Exercise.
For the entries that follow, produce an exact copy with no pictures in it.

[Items from a dataset]
=======

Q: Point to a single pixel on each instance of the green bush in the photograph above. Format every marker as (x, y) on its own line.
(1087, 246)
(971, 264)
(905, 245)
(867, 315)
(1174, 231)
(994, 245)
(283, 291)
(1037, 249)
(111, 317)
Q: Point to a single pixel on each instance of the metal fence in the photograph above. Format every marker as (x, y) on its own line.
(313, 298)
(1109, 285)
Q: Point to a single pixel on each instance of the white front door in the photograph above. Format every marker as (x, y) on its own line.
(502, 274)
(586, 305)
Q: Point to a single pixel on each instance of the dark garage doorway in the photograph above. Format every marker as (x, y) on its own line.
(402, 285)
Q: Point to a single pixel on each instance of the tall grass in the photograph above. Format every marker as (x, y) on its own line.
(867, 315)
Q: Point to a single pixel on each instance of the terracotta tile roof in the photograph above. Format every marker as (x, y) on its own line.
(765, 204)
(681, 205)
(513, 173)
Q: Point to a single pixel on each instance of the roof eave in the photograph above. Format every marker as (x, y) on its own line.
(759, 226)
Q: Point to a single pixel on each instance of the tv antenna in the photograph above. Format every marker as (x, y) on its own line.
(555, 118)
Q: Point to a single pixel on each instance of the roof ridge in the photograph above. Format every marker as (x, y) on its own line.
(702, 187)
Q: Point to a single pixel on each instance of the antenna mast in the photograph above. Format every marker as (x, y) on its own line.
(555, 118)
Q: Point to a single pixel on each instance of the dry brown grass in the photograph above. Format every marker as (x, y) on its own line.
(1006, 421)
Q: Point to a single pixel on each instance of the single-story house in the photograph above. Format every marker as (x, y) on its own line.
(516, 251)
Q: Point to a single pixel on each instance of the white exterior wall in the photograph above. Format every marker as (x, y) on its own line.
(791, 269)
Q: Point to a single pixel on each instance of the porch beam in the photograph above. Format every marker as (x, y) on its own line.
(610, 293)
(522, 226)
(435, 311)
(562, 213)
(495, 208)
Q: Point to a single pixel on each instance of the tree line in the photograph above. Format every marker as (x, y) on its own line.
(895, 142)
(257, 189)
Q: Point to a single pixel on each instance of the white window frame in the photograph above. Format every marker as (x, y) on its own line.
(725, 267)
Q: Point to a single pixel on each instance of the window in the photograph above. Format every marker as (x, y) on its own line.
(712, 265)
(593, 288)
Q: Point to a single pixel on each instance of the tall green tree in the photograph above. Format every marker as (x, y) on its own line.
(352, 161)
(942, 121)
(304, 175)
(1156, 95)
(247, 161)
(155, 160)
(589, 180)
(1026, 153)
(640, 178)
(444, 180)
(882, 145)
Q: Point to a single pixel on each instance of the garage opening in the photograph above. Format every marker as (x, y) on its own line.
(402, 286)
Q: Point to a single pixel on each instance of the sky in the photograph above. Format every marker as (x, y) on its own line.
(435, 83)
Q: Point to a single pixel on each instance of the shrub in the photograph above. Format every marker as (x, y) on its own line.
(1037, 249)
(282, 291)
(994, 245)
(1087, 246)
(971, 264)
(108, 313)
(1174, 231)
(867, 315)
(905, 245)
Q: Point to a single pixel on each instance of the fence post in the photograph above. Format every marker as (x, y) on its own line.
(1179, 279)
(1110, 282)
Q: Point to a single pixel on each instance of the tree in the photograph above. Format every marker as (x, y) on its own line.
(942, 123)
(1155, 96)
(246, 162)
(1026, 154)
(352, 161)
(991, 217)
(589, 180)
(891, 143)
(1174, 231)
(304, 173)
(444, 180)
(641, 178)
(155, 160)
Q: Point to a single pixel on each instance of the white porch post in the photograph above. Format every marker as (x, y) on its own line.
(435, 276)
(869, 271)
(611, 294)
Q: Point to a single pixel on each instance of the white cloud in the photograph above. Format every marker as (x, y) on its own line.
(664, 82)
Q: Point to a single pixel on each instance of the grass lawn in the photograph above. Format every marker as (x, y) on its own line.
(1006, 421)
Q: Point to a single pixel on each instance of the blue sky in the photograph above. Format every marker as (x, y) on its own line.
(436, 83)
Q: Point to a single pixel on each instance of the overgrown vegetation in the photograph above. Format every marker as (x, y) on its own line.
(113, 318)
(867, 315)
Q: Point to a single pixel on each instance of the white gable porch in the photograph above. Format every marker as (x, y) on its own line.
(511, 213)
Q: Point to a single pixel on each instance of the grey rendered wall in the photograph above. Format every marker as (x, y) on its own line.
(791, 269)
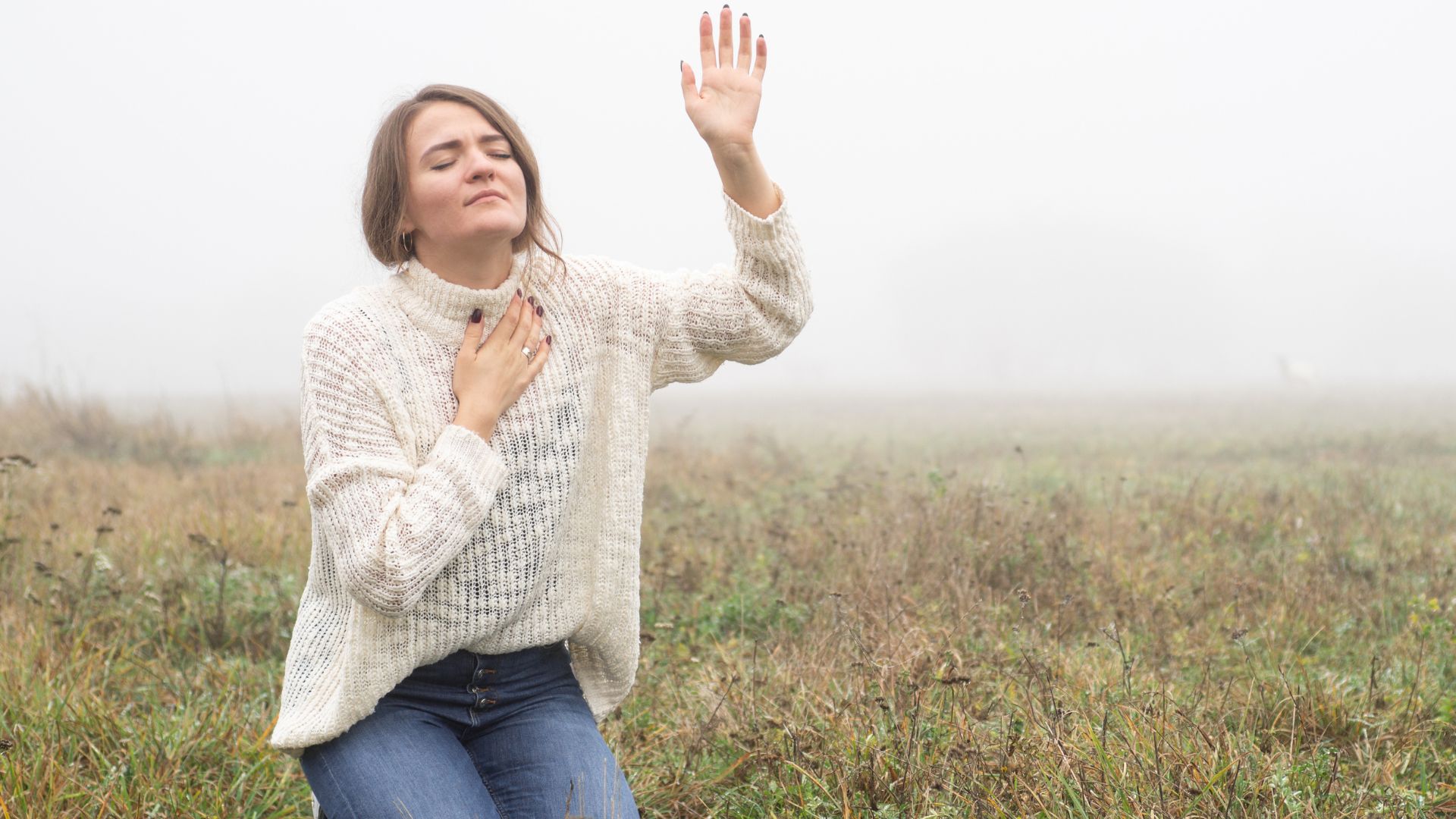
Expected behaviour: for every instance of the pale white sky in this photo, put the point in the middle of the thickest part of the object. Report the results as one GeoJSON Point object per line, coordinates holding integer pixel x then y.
{"type": "Point", "coordinates": [993, 196]}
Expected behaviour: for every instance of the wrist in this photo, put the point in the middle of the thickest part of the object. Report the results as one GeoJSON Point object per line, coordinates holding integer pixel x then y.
{"type": "Point", "coordinates": [734, 156]}
{"type": "Point", "coordinates": [478, 423]}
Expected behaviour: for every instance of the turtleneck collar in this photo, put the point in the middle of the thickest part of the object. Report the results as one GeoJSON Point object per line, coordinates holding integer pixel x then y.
{"type": "Point", "coordinates": [441, 308]}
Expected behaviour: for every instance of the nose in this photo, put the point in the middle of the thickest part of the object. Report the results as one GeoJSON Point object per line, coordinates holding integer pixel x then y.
{"type": "Point", "coordinates": [481, 165]}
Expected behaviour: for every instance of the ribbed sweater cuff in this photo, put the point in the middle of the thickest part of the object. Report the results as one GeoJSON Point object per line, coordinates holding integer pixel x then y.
{"type": "Point", "coordinates": [770, 231]}
{"type": "Point", "coordinates": [476, 460]}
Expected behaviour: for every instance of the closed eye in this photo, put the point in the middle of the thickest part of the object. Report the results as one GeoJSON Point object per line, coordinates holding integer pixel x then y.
{"type": "Point", "coordinates": [443, 165]}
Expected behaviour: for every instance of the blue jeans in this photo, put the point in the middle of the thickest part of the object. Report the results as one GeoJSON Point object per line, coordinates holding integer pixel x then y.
{"type": "Point", "coordinates": [479, 736]}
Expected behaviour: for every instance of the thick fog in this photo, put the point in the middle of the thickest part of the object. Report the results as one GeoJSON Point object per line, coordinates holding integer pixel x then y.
{"type": "Point", "coordinates": [992, 196]}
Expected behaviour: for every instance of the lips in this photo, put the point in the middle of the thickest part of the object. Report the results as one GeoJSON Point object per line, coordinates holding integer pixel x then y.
{"type": "Point", "coordinates": [482, 196]}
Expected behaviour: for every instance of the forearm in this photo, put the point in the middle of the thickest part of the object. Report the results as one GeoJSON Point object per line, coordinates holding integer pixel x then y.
{"type": "Point", "coordinates": [745, 180]}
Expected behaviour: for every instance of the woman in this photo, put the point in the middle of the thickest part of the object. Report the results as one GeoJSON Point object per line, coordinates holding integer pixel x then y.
{"type": "Point", "coordinates": [475, 435]}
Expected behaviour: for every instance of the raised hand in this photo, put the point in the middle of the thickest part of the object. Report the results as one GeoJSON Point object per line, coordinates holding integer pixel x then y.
{"type": "Point", "coordinates": [726, 108]}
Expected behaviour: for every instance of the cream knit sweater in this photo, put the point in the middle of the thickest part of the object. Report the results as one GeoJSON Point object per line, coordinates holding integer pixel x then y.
{"type": "Point", "coordinates": [428, 539]}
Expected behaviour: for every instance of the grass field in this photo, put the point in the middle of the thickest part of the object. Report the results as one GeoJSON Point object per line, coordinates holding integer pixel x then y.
{"type": "Point", "coordinates": [943, 608]}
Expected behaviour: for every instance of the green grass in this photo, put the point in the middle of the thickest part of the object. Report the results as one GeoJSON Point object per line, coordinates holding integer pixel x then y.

=======

Response.
Q: Point to a single pixel on each instance of the green bush in the photograph above. Format every marker as (x, y) on its own line.
(1087, 246)
(971, 264)
(905, 245)
(867, 315)
(1174, 231)
(994, 245)
(283, 291)
(1037, 249)
(111, 317)
Q: Point to a single pixel on each instance of the metal fence in the photograph above. Format every marker as (x, y) on its own line.
(313, 298)
(1109, 285)
Q: Point to a single pixel on each instance of the white front door in the photograph above. Format every marker as (x, y) on its own line.
(502, 274)
(586, 305)
Q: Point to a single pixel on each instance of the dark garage doorway in the photograph above. Format every marker as (x, y) on its own line.
(402, 285)
Q: Point to a single pixel on each instance of the tall grass in the photograph above. Format every marker as (x, y) on its own line.
(867, 315)
Q: Point to a single pixel on each instance of the terracotta tile roof in the photograph above. Format every marker as (x, y) on its own line.
(765, 204)
(681, 205)
(513, 173)
Q: Point to a single pixel on each instance of the roof eave in the photograph above. Format every marker as (x, y) on its own line.
(759, 226)
Q: Point to a single pixel on each instance of the tv antenna in the photograph above. Format every marker as (x, y) on its own line.
(555, 118)
Q: Point to a single pixel on each instance of the roof ridge in the photograph above. Format every marker as (x, y) on its own line.
(702, 187)
Q: Point to a single pixel on each instance of the antenna mast in the photograph above. Format every marker as (x, y) on its own line.
(555, 118)
Q: Point to a single pixel on each instance of the dry brown grass in the photograph above. Format every marker as (x, y) on its own line.
(1006, 421)
Q: Point to a single pixel on each instance of the single-story house in the photograph above. Format every marker as (x, y) on its own line.
(516, 251)
Q: Point to a single pixel on each instance of the white exterior wall in the photograph above. Format every marker as (x, y) on its own line.
(791, 269)
Q: Point to a single pixel on each instance of the porch beam in the photograph above. Format every marker as (x, y) on its own line.
(610, 293)
(522, 226)
(435, 311)
(562, 213)
(495, 208)
Q: Point to a single pixel on each instance of the tree line in the photograph above. Format every marker as (x, y) on its own line.
(895, 142)
(257, 189)
Q: Point to a single pixel on each instance of the white window frame in the photograph above. Format every marker as (x, y) on its own line.
(725, 267)
Q: Point to a single pixel on each instance of the window in the photograph above. Format every marker as (x, y) on its own line.
(712, 265)
(593, 288)
Q: Point to a single pixel on each instance of the tall green tree in the photograph above. Format every marker as (x, y) on its own line.
(352, 161)
(942, 121)
(304, 175)
(1156, 95)
(247, 161)
(155, 160)
(589, 180)
(1026, 153)
(640, 178)
(444, 180)
(882, 145)
Q: Point to a single pixel on each instance of the garage opening in the photograph above. Format every marker as (x, y) on its own line.
(402, 286)
Q: Point to a single pixel on each instance of the sky in the photograph above. Format every marker as (x, y) on its own line.
(435, 83)
Q: Point to a single pixel on each instance of the shrub in the photograph above. Format every marker as (x, y) on its own line.
(1037, 249)
(282, 291)
(994, 245)
(1087, 246)
(971, 264)
(108, 313)
(1174, 231)
(867, 315)
(905, 245)
Q: Point to a single pixel on each instance of the fence post in the photograph above. Format every marker as (x, y) on its own line.
(1179, 279)
(1110, 282)
Q: Point to a single pixel on each instance of the tree in the photograph above. Format every marker as (x, y) on its own line.
(942, 123)
(1155, 96)
(246, 162)
(1026, 154)
(352, 161)
(991, 217)
(589, 180)
(891, 143)
(1174, 231)
(304, 173)
(444, 180)
(641, 178)
(155, 160)
Q: Point to a single pixel on each instance of the white porch post in the photograph above. Format every marker as (x, y) on its own line.
(435, 276)
(869, 271)
(611, 294)
Q: Point to a single pixel on each instance of the white cloud in the photograph above. Format every marker as (x, y) on its own line.
(664, 82)
Q: Point to a single pixel on each instance of the grass lawn in the photograph above. Format every marker as (x, y) on its own line.
(1006, 421)
Q: Point to a single pixel on each instance of the blue sky in the photograph above. Format every marker as (x, y) on its own line.
(436, 83)
Q: Point to a single pixel on each instance of the overgrown vegetation in the photograph above. Format every marker as (x, y) on its own line.
(113, 318)
(867, 315)
Q: Point to a single pixel on each instance of the white gable porch in the photograph above. Format every marker as (x, y) on its own line.
(511, 213)
Q: Point to a single pixel on each instance of the grey rendered wall in the photograph above. Format every marker as (x, y) on its own line.
(791, 269)
Expected behaviour: for every instance of the pale white sky in this photo, put the point in the middle of the thickest part of the object. Report the results as one GeoJSON Point object per line, coordinates holding integer pixel x then y.
{"type": "Point", "coordinates": [993, 196]}
Expected behaviour: for every instance of the wrist in this photo, put the point in the middle of the thickest part of the object. Report the results as one GeoJSON Point object per line, coordinates holding integer pixel x then y.
{"type": "Point", "coordinates": [734, 156]}
{"type": "Point", "coordinates": [478, 423]}
Expected behaviour: for every instance of the turtleneck collar in this photo, put the point in the middle of the thickest part of the object. Report the results as one GeoJSON Point object per line, coordinates holding integer pixel x then y.
{"type": "Point", "coordinates": [441, 308]}
Expected behaviour: for every instance of the nose in this photo, put the point in the middle of the thickest part of the object. Report the results as one GeoJSON Point object per line, coordinates holding integer pixel x then y.
{"type": "Point", "coordinates": [481, 165]}
Expected behaviour: for every instance of the ribbed sweater cuff in this photo, put the point in the middle of the thickest part of the object. Report the results as one GeoJSON Point object per line, coordinates holding integer pixel x then y.
{"type": "Point", "coordinates": [770, 231]}
{"type": "Point", "coordinates": [476, 460]}
Expected behaviour: for every instance of the closed eye in this photo, put the point in the middle of the thickest part of the object. Report the results as one GeoJSON Point object per line, coordinates holding integer pixel x then y.
{"type": "Point", "coordinates": [443, 165]}
Expected behaviour: for every instance of the blue jeans in this photo, put the point in the middle of the thickest part of the object. Report the results as one GeoJSON Point object per line, coordinates holding integer pixel x then y.
{"type": "Point", "coordinates": [479, 736]}
Expected behaviour: for every instance of the thick fog in this photo, put the point in the middle of the thickest part of the object. Report the results as one GeoJSON Point object per line, coordinates holding integer pixel x then y.
{"type": "Point", "coordinates": [992, 196]}
Expected behaviour: for every instance of the lips in this photo, put the point in the middle of the thickest part of the object. Report the results as one GeoJSON Point object per line, coordinates holding integer pixel x then y.
{"type": "Point", "coordinates": [482, 196]}
Expected behaviour: for every instance of the forearm in this photo, put the point in the middle of the thickest part of the object. Report the results as one GeoJSON Point object per line, coordinates holding integer pixel x then y.
{"type": "Point", "coordinates": [745, 180]}
Expected behaviour: for every instance of the woman in this photo, put the point in the middle of the thickest part of the object. Report the results as one GeoJSON Point object per line, coordinates holding integer pixel x then y.
{"type": "Point", "coordinates": [475, 435]}
Expected behaviour: for every instance of the raised hand in this photo, put the point in the middle of the thickest part of the object. Report the results as one GeoJSON Point object per line, coordinates holding integer pixel x then y.
{"type": "Point", "coordinates": [726, 108]}
Expected behaviour: for every instance of the cream knit sweater in this photo, put the point in the middle of the thickest part of the object. Report the results as one GeoJSON Point object per line, coordinates holding integer pixel x then y.
{"type": "Point", "coordinates": [428, 539]}
Expected behaviour: for every instance of the grass field in this photo, put the point in the middle of the thickest part of the object. Report the results as one GeoJSON Point object per line, coordinates holding integer pixel x then y.
{"type": "Point", "coordinates": [943, 608]}
Expected behaviour: for every instance of the green grass in this photo, put the point in the middle of the thickest part of the object. Report the results as one GeoJSON Point object per line, coordinates holding integer pixel x then y.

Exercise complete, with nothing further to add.